Request: Copy out exactly each line from the line with "sheet, one per instance" through the last line of the material below.

Excerpted records:
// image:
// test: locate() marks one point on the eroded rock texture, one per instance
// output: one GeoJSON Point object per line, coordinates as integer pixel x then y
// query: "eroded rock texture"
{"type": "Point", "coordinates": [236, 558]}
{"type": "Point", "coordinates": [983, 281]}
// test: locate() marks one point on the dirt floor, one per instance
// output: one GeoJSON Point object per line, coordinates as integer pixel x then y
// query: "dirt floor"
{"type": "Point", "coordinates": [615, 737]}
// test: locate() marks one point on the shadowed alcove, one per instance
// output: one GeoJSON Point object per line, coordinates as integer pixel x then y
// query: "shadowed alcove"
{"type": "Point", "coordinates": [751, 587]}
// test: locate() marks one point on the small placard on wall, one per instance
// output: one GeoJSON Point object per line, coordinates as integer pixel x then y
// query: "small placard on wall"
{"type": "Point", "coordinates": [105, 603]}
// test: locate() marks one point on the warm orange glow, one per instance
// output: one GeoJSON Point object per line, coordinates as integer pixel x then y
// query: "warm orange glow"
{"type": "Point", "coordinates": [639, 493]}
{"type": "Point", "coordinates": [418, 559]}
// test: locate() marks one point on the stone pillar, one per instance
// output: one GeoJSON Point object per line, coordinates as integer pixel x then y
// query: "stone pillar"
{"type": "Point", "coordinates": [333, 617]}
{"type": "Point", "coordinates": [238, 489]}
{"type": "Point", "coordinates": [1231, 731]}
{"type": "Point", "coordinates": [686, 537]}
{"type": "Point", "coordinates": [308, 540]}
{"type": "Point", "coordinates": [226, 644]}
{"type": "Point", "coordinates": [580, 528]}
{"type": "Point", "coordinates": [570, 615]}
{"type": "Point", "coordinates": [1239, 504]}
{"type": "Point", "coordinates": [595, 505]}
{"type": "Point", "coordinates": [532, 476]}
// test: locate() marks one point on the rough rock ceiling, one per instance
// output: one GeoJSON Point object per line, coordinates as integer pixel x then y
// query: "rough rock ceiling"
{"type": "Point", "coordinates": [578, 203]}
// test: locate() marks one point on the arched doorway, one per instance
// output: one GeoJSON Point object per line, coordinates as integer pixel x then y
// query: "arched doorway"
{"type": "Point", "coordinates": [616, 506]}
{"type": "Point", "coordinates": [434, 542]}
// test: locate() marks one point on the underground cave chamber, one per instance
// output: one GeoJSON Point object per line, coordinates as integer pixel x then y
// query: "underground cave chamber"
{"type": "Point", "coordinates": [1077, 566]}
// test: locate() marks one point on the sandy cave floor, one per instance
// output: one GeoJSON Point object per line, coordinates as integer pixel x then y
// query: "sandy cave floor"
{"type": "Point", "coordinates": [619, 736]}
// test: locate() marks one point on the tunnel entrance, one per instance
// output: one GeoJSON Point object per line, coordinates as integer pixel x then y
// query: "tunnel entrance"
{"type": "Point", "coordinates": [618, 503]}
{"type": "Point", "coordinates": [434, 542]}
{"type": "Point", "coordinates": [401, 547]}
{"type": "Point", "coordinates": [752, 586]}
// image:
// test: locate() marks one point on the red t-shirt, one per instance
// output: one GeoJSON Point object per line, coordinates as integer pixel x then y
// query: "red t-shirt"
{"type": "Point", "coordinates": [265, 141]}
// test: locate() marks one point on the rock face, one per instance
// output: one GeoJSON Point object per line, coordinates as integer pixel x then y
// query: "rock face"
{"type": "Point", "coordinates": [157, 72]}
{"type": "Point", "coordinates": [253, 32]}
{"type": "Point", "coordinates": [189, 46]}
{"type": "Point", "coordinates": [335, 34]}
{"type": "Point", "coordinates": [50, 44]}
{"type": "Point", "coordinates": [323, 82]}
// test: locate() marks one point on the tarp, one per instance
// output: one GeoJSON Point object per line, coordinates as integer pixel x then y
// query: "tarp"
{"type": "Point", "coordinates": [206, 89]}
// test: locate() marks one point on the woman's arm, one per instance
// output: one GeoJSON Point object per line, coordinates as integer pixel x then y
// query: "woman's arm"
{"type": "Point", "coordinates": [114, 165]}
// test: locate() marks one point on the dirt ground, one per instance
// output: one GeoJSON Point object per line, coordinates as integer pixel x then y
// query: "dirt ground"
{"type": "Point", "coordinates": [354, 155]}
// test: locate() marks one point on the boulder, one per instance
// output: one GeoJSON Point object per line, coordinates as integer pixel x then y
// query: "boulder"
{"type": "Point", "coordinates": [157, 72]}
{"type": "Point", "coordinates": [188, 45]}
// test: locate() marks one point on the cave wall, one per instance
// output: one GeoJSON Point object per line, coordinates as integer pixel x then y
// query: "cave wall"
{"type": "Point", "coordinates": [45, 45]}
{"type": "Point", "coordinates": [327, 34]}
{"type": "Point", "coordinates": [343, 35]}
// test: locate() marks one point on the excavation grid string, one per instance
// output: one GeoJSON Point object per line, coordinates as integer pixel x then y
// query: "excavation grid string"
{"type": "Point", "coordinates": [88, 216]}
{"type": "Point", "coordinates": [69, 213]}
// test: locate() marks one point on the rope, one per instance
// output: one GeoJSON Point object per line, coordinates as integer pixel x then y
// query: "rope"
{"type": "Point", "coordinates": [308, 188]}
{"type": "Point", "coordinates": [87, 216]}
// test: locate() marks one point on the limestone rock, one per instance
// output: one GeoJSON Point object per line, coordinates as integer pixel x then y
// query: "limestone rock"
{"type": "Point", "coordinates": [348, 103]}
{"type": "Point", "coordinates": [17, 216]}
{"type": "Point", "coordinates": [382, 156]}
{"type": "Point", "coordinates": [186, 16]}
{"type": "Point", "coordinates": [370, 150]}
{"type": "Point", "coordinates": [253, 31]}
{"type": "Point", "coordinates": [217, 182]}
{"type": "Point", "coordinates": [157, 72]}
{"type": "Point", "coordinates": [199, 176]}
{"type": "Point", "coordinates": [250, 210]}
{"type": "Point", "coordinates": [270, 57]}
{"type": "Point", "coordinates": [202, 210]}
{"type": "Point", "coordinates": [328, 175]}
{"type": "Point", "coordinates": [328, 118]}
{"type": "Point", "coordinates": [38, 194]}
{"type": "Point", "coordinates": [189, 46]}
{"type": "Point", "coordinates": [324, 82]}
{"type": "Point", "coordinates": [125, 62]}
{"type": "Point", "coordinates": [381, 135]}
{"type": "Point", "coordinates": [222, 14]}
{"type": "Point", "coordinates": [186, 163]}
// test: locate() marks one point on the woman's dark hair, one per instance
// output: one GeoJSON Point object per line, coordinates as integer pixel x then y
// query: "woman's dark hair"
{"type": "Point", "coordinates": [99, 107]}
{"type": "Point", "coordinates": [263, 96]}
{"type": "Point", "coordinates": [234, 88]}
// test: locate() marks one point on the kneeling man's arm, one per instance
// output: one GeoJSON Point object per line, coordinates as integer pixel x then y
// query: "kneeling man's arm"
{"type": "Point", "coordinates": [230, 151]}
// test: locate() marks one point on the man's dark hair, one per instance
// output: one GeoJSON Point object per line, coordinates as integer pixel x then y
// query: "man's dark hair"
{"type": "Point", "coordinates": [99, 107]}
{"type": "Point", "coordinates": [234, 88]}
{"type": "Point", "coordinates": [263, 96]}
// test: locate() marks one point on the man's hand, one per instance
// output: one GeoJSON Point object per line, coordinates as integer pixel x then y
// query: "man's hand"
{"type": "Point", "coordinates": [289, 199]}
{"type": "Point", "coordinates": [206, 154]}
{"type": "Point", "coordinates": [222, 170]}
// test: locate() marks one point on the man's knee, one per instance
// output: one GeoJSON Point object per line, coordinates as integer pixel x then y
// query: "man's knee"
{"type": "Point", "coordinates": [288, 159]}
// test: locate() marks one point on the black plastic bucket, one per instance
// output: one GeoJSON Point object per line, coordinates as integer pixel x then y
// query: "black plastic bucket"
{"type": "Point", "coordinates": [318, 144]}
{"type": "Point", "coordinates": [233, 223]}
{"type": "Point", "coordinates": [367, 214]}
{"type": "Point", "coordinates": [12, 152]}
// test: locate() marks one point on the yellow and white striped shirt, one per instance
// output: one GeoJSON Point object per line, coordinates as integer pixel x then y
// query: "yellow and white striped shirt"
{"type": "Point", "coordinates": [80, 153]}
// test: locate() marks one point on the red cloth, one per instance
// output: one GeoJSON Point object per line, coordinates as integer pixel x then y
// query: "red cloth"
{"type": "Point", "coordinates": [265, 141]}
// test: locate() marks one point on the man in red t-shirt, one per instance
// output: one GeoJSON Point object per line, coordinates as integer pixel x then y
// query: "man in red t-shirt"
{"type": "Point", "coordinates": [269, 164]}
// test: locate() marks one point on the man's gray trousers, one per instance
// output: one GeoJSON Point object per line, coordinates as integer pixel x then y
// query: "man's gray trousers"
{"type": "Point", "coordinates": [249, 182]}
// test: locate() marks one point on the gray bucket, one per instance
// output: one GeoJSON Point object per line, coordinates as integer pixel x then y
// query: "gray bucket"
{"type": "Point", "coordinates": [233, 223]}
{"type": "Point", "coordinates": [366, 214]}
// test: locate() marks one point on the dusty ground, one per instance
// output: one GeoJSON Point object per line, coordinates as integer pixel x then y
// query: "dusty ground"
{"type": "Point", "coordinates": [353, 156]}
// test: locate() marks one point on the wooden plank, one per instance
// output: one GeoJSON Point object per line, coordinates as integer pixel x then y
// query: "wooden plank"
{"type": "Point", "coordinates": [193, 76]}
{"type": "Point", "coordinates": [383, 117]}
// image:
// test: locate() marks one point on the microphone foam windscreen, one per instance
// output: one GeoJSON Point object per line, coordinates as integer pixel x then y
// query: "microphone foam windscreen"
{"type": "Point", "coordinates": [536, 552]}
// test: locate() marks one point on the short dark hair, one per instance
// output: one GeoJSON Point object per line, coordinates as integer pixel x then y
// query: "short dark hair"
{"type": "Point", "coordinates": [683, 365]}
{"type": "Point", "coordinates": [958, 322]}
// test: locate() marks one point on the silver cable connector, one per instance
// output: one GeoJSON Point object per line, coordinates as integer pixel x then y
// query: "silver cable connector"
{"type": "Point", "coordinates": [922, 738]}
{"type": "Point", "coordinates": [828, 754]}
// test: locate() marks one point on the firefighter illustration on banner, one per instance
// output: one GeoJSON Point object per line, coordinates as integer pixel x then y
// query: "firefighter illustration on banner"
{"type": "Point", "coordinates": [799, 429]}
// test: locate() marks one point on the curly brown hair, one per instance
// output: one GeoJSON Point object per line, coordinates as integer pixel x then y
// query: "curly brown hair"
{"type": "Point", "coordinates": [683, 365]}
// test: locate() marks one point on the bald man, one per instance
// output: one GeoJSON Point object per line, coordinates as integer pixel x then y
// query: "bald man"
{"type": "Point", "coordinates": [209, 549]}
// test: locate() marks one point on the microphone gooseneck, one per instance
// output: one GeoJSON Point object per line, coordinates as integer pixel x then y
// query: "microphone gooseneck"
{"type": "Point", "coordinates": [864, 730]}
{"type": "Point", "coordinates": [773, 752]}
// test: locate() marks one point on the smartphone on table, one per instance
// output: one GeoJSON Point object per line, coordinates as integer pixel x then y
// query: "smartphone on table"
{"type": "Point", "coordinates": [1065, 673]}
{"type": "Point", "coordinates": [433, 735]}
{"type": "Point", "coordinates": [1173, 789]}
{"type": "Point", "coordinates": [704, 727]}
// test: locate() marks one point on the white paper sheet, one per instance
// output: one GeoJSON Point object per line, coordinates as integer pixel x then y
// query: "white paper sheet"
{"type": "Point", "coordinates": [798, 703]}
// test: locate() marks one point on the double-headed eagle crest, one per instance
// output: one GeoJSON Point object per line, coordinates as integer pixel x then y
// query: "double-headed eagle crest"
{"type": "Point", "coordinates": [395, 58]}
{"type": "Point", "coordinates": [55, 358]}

Solution for this task:
// test: locate() marks one point on the white paper sheet, one per instance
// output: one GeoJSON Point object per line, coordinates as integer pixel x then y
// query: "white paper sheet"
{"type": "Point", "coordinates": [798, 703]}
// test: locate() marks one point on the double-headed eagle crest, one per instance
// output: one GeoJSON Point object per line, coordinates as integer pixel x then y
// query: "double-headed eagle crest"
{"type": "Point", "coordinates": [395, 58]}
{"type": "Point", "coordinates": [55, 358]}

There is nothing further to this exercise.